* **Выбранный отрывок**:
Этюды свои — дома с сиренью и бочкой, сад с забором — я выставил на третьной экзамен[129] в Училище живописи на Мясницкой, где учился и мой старший брат Сережа.

Преподаватели на этюдах моих написали мелом:

«Похвала и благодарность преподавателей. И награда — 25 рублей, на краски».

Это удивило меня и обрадовало мать. Сколько, я помню, купил красок, кистей в магазине Дациаро[130] на Кузнецком Мосту.

Гостя летом у своей бабушки в Вышнем Волочке, я целые дни писал этюды. Уходил очень далеко, потому что в самом Вышнем Волочке, мне казалось, писать нечего.

Соборы, каменные дома — неинтересно.

Уходил в леса, на реку Тверцу — там природа. Писал избушку в лесу, сломанное дерево, дорогу с верстовым столбом, пойманного налима, охотника Дубинина с ружьем.

Все это нравилось…

А осенью так не хотелось ехать в Москву, так не нравилась Москва после деревни!..

Когда я ехал с вокзала на извозчике, то, помню, загораживал ладонями глаза и смотрел в спину извозчика, так мне были неприятны улицы Москвы…

А приехав домой — даже заплакал…

Счастливое, райское время…

Калейдоскоп

Поворачивается калейдоскоп моей памяти, и сменяются в нем картины былой жизни.

Помню, в Москве жили москвичи без больших забот. Время спокойное и безмятежное. Конечно, бывали обычные неприятности, невзгоды, несчастные случаи — ну, пожар в Сущевской части… И бегут граждане на огонь смотреть. На каланче шары вывешены, — занятно посмотреть обывателю: как пожар тушат…


* * *

Еще событие. Постом в Большом театре сезон итальянской оперы. Певцы замечательные. Жамет, Уйган, Котоньи, Падилла, Мазини[131].

* **Описание задания**: В каком магазине, согласно выбранному отрывку, были куплены краски и кисти? Эти записи к заданию отношения не имеют.

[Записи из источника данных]
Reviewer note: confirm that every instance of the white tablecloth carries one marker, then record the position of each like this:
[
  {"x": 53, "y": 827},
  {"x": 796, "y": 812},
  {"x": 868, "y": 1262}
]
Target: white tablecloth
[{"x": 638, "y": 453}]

* **Письменное решение**: В магазине Дациаро на Кузнецком Мосту.